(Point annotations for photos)
***
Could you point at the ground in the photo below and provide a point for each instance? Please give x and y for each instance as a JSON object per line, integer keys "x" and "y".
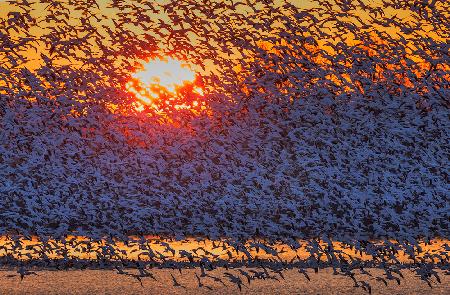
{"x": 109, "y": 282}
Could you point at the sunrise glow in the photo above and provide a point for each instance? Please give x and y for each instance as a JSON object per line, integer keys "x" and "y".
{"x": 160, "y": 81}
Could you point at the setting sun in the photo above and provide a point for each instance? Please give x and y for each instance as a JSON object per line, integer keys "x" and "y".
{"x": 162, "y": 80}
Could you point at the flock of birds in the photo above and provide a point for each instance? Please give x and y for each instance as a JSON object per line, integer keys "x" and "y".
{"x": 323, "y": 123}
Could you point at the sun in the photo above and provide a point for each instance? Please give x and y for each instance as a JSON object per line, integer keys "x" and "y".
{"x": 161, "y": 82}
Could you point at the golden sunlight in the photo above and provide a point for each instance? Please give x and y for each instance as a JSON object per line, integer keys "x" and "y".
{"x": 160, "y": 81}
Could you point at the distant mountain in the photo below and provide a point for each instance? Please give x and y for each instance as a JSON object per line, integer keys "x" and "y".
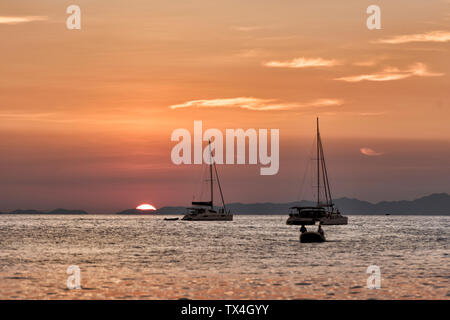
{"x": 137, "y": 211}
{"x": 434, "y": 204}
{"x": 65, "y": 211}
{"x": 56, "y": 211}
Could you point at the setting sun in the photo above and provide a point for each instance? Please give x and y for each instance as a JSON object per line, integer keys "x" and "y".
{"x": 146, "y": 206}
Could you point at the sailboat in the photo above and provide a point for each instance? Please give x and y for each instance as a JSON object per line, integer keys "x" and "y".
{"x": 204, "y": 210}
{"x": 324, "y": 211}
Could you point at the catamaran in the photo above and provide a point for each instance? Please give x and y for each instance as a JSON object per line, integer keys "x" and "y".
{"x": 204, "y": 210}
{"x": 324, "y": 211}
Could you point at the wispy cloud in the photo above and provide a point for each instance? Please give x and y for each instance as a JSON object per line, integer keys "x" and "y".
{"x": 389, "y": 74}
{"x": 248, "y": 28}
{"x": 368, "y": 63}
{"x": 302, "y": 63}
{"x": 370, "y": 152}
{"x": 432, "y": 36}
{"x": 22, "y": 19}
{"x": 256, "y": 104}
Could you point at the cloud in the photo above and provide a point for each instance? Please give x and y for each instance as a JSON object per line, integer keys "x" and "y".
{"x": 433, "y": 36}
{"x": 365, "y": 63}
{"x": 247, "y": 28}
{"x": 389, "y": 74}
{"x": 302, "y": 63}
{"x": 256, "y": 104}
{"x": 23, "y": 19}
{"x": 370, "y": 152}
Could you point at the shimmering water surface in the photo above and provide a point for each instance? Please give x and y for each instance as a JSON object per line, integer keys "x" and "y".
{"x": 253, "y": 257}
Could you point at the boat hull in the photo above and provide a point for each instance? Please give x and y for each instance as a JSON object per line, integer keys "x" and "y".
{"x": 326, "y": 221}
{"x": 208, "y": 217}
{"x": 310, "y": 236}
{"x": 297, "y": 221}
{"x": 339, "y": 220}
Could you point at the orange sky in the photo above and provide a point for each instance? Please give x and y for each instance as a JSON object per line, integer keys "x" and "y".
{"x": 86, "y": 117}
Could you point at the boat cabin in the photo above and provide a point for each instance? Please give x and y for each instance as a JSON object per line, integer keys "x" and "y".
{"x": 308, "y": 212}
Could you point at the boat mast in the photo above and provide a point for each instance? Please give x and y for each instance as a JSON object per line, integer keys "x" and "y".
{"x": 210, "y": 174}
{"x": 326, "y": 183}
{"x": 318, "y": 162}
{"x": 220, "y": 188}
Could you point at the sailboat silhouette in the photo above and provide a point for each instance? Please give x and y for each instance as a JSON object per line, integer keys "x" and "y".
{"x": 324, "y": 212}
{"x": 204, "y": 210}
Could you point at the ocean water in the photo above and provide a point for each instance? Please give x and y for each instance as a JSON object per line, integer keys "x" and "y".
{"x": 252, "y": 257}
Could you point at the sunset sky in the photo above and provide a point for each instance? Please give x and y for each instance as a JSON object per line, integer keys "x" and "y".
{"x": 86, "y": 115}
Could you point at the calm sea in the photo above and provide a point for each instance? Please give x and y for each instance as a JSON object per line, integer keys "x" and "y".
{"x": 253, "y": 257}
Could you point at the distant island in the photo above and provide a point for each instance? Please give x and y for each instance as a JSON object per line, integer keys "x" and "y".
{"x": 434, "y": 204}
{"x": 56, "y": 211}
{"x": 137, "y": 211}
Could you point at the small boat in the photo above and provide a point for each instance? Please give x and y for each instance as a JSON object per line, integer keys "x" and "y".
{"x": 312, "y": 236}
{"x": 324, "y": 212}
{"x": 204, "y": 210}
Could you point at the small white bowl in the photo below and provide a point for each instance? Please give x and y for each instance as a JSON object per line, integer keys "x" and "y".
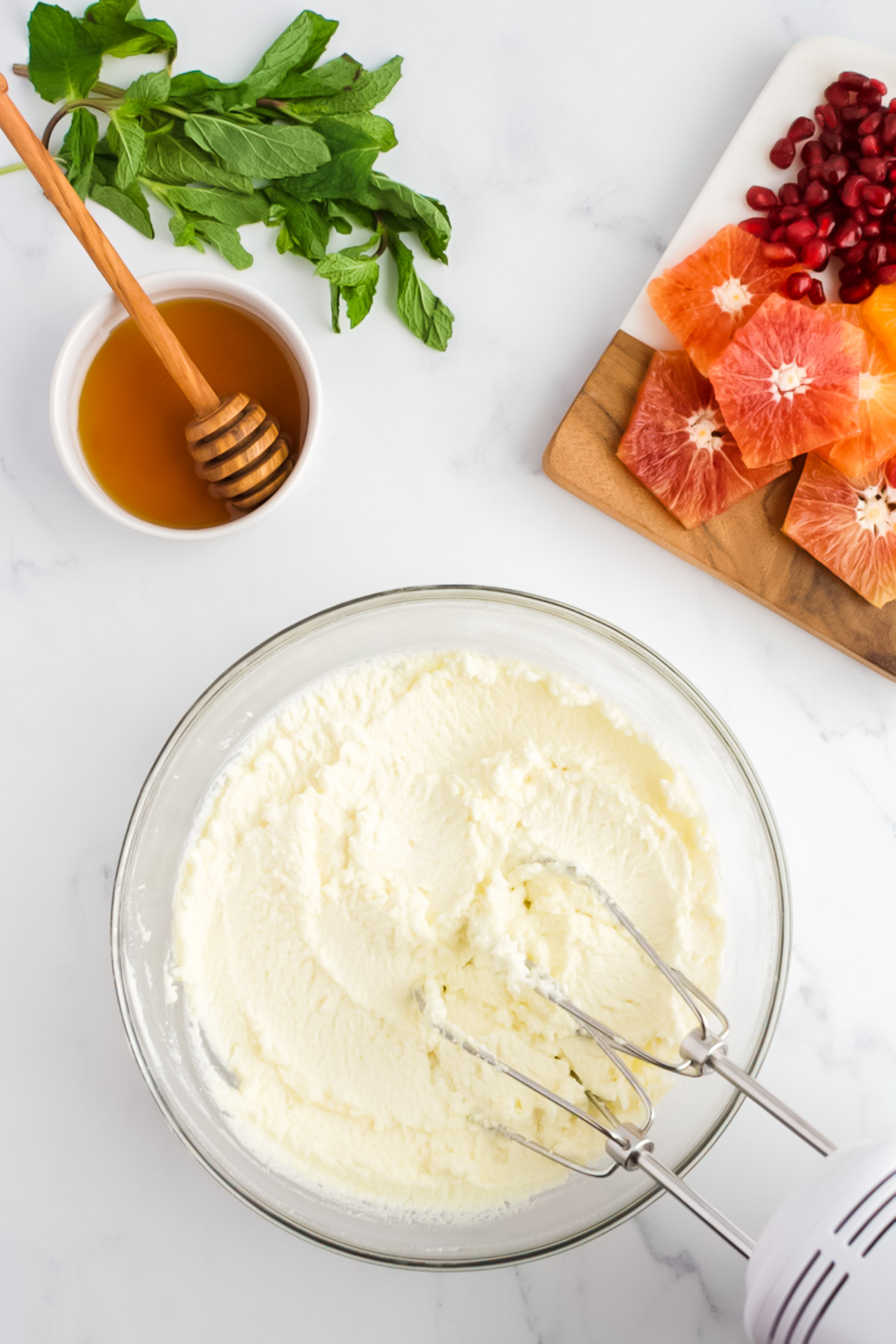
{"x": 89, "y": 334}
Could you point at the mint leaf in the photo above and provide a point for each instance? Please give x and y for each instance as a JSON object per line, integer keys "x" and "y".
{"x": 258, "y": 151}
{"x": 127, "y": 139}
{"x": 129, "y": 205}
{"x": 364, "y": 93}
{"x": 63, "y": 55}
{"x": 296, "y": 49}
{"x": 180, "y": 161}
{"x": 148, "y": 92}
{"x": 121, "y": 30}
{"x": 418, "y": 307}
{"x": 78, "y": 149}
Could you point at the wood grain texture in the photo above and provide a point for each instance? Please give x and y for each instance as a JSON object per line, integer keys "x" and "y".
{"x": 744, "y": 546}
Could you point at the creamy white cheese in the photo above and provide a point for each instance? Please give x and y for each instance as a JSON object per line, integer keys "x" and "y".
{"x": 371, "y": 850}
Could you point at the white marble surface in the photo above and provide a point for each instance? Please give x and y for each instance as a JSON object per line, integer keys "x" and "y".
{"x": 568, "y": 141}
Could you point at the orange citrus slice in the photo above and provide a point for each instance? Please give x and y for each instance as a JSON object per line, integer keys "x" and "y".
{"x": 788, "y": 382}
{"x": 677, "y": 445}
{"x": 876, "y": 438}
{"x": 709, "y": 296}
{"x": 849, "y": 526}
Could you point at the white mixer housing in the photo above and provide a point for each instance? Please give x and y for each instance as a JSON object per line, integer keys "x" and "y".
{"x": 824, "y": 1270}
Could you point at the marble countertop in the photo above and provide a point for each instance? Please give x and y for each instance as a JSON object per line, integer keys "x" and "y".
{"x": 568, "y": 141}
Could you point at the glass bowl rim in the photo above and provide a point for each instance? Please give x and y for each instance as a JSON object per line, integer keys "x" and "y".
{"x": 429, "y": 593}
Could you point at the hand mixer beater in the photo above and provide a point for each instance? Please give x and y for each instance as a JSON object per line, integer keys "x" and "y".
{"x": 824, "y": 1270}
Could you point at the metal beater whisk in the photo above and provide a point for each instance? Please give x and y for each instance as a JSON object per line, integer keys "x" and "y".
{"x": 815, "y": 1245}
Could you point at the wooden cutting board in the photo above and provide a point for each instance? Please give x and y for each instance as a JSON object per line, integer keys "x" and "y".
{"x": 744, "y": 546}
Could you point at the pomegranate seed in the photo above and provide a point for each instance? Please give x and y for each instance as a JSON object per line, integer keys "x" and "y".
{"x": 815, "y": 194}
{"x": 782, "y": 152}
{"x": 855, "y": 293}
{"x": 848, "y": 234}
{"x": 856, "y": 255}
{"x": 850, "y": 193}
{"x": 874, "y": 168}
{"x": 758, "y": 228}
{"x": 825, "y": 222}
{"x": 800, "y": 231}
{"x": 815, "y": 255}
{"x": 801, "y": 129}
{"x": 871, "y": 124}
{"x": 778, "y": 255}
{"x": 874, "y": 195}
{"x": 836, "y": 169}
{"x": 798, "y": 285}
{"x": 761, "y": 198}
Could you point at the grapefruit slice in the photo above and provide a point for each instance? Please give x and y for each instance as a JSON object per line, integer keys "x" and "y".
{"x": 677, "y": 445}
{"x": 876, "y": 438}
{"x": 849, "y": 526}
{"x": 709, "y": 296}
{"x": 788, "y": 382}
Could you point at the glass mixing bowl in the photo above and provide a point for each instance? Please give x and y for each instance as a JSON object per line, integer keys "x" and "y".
***
• _YOUR OBJECTIVE_: From the line that contains "Could you point at the grapefruit" down to the last line of the listing above, repeat each line exactly, and include nothing else.

• _WRITTEN SOLUTION_:
Could you point at the grapefruit slice in the photo above and provide a point for each instance? Please give x and y for each instance as a JSON object per line, integer keys "x" and "y".
{"x": 677, "y": 445}
{"x": 876, "y": 438}
{"x": 849, "y": 526}
{"x": 709, "y": 296}
{"x": 788, "y": 382}
Could you point at the glass mixing bowl in the photo above and provide a point for each instance? Please give x and y for each instance as a JSON object per line, integer keys "x" and "y".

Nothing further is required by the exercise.